TASK TO COMPLETE:
Reproduce the 2020 Black-Eyed Susan Stakes text below word for word, everything from "Horse race held" down to "behind closed doors.".
## begin EXCERPT
96th George E. Mitchell Black-Eyed Susan Stakes
- Location: Pimlico Race Course, Baltimore, Maryland, United States
- Date: October 3, 2020
- Winning horse: Miss Marissa
- Jockey: Daniel Centeno
- Conditions: Fast
- Surface: Dirt

= 2020 Black-Eyed Susan Stakes =

Horse race held at Pimlico Race Course

The 2020 George E. Mitchell Black-Eyed Susan Stakes was the 96th running of the George E. Mitchell Stakes (renamed by Pimlico in 2020). The race took place on October 3, 2020, and was televised in the United States as part of the NBC main card. Ridden by jockey Daniel Centeno, Miss Marissa won the race by a neck runner-up Bonny South. Approximate post time on the Friday evening before the Preakness Stakes was 4:45 p.m. Eastern Time. The Maryland Jockey Club supplied a purse of $250,000 for the 96th running. The race was run over a fast track in a final time of 1:48.08. The race was run behind closed doors.
## end EXCERPT
## begin RAW RECORDS
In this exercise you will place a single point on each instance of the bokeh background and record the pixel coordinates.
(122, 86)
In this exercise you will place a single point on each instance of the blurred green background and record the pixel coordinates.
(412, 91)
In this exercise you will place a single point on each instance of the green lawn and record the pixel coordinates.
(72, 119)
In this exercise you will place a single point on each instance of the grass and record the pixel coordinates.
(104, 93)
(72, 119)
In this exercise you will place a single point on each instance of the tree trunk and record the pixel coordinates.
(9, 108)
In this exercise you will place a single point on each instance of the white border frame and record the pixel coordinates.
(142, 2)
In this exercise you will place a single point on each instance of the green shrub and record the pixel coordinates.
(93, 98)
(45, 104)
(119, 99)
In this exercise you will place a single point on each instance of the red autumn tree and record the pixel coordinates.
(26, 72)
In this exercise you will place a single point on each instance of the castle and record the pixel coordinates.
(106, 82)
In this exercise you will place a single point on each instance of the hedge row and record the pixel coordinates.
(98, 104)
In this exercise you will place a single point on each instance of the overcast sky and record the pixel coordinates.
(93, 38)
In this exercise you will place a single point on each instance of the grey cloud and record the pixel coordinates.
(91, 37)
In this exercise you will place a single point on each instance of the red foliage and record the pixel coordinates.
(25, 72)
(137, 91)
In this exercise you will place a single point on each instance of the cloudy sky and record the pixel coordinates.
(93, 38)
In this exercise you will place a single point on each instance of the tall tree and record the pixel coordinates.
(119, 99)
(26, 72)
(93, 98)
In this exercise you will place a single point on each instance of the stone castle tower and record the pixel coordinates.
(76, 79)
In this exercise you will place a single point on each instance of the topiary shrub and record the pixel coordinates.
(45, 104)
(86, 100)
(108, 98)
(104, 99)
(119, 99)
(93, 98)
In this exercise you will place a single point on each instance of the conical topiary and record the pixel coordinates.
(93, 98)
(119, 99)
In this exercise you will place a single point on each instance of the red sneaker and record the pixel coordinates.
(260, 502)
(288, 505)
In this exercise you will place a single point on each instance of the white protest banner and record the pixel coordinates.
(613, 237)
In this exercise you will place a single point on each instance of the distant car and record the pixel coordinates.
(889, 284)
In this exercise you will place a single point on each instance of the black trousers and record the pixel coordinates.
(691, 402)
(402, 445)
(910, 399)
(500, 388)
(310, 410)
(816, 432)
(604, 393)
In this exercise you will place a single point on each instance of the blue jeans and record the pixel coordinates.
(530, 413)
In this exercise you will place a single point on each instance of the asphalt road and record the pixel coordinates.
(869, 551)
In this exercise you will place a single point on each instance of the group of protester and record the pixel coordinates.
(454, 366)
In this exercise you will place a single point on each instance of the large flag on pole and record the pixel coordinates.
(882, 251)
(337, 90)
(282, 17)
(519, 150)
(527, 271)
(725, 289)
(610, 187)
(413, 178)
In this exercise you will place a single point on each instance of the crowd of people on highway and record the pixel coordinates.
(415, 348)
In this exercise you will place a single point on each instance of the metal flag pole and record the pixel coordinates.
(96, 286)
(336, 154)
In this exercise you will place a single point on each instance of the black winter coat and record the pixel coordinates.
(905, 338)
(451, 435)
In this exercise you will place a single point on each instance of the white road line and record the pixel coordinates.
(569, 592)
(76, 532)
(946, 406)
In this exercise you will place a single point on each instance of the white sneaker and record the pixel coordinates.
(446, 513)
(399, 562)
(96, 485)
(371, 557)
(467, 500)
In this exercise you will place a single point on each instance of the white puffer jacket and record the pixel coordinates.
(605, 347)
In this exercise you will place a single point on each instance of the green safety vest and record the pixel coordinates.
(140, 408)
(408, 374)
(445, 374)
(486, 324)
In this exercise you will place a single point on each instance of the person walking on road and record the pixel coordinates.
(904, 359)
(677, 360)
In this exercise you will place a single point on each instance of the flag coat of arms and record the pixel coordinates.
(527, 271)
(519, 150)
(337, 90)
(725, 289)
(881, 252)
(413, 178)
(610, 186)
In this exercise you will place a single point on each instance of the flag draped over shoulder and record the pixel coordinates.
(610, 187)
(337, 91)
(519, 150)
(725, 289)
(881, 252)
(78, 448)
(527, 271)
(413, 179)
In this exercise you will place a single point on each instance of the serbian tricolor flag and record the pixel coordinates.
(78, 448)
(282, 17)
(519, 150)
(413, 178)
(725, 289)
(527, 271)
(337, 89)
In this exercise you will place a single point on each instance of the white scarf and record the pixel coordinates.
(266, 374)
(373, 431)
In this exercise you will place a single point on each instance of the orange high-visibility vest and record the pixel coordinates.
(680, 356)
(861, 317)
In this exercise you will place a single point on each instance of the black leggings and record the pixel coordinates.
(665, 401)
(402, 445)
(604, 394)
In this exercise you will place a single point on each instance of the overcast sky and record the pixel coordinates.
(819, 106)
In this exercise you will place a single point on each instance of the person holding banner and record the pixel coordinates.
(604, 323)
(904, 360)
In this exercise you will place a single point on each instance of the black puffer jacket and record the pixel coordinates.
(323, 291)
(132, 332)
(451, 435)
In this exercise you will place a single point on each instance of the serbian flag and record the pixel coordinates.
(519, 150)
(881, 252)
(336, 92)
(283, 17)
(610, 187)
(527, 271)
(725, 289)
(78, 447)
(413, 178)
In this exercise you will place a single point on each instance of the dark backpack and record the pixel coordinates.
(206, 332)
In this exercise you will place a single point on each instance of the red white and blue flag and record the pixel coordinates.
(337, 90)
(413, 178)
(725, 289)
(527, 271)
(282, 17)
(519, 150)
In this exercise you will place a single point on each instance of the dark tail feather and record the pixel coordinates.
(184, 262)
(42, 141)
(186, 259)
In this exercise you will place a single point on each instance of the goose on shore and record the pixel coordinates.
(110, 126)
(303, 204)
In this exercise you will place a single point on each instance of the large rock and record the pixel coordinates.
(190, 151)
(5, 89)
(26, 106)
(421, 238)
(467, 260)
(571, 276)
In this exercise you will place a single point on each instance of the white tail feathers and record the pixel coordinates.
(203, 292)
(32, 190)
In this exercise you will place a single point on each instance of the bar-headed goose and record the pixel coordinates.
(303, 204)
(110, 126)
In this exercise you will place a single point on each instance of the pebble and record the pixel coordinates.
## end RAW RECORDS
PROBLEM SOLUTION:
Horse race held at Pimlico Race Course

The 2020 George E. Mitchell Black-Eyed Susan Stakes was the 96th running of the George E. Mitchell Stakes (renamed by Pimlico in 2020). The race took place on October 3, 2020, and was televised in the United States as part of the NBC main card. Ridden by jockey Daniel Centeno, Miss Marissa won the race by a neck runner-up Bonny South. Approximate post time on the Friday evening before the Preakness Stakes was 4:45 p.m. Eastern Time. The Maryland Jockey Club supplied a purse of $250,000 for the 96th running. The race was run over a fast track in a final time of 1:48.08. The race was run behind closed doors.